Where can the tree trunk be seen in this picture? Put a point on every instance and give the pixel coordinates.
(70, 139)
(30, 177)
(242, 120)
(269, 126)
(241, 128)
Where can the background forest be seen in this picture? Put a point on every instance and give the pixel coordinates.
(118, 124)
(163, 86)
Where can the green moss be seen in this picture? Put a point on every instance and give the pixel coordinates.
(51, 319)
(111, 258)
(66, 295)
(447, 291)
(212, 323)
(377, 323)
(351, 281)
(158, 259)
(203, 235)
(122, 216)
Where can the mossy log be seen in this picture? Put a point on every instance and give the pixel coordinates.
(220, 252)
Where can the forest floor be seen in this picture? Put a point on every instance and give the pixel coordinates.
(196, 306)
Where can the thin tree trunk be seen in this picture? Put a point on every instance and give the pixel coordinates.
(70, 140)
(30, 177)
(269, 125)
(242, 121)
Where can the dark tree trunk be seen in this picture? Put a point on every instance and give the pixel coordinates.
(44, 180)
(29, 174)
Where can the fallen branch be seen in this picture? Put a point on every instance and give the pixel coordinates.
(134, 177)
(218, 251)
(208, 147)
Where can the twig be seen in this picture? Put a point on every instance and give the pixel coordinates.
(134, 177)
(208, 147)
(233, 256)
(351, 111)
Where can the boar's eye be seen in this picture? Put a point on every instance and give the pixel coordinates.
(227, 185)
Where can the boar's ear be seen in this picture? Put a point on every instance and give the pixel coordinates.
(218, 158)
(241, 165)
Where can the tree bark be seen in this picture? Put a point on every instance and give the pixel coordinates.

- - -

> Directions for this task:
Reproduce exactly the lines from the one containing "Where can the thin" through the last line of the records above, including both, and nothing else.

> Task response:
Where can the thin tree trunk be seen in this picture? Put a point on every instance and give the pixel coordinates.
(70, 140)
(30, 177)
(269, 125)
(242, 121)
Where can the dark tree trunk be seen in this picture? Put a point on every instance and give the pixel coordinates.
(44, 180)
(29, 174)
Where can the fallen branch be seen in this picture? Put a point on every instance and give the pixel coordinates.
(134, 177)
(218, 251)
(208, 147)
Where can the twig be seen in this picture? Put a point on every instance and give the pixel coordinates.
(134, 177)
(208, 147)
(233, 256)
(351, 111)
Where can the boar's eye be seen in this picture? Put a point on every instance and give the pixel coordinates.
(227, 185)
Where can the boar's ear be seen in this picture? Put a point on every instance and give the pixel coordinates.
(218, 158)
(241, 165)
Where can the tree bark be seen in this picture? Put a point on every instance and give the pixel coordinates.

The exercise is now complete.